■ WHAT YOU SHOULD DO ■
Continue the article about dissolvable wireless brain implants, picking up right after its final sentence.

■ READING TEXT ■

An international research team has developed miniaturized devices to monitor living brain tissue. When no longer needed the devices can be deactivated to dissolve and be reabsorbed into the soft tissue. The wireless sensors were implanted into mice brains and successfully took intracranial pressure and temperature readings.

Dissolvable brain implant consisting of pressure and temperature sensors (bottom right) connected to a wireless transmitter. Image via theguardian

Dissolvable brain implant consisting of pressure and temperature sensors (bottom right) connected to a wireless transmitter. Kang et al, 2017

Electronic implants have long been used in the treatment of medical conditions. Ranging from the humble pacemakers and defibrillators given to cardiac patients all the way to futuristic brain-computer interfaces or injectable meshes that fuse with your brain, it’s hard to imagine today’s medical field without these devices.

■ INPUT DATA ■
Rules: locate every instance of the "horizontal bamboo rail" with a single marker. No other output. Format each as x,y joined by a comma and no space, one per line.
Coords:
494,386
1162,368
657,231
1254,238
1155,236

■ ANSWER TO THIS EXERCISE ■
Whether implanted permanently or only for short periods of time, the procedure always carries some risk — the devices can hurt surrounding tissues during implantation and their metallic components are prime real estate for bacteria, possibly leading to infections in the area. Not to mention the added risk and distress involved in removing these devices.

The novel device, developed by a research team with members from America and South Korea, is described in the journal Nature and could potentially overcome these limitations. Each device houses a pressure and a temperature sensor, each one smaller than a grain of rice. They’re housed in a biodegradable silicone chip that rests on the brain and sends data via wireless transmitters attached to the outside of the skull.

The devices were successfully tested on live rats and recorded pressure and temperature changes that occurred as the animals drifted in and out of consciousness under anesthesia. They proved to be at least as or more accurate than other devices currently available.

The team showed that by tweaking the sensors they could take measurements either from the surface of the brain up to about 5mm below it. The researchers say the device can easily be modified to monitor a wide range of other important physiological parameters of brain function, such as acidity and the motion of fluids. It could also be used to deliver drugs to the brain, and, with the incorporation of microelectrodes, to stimulate or record neuronal activity.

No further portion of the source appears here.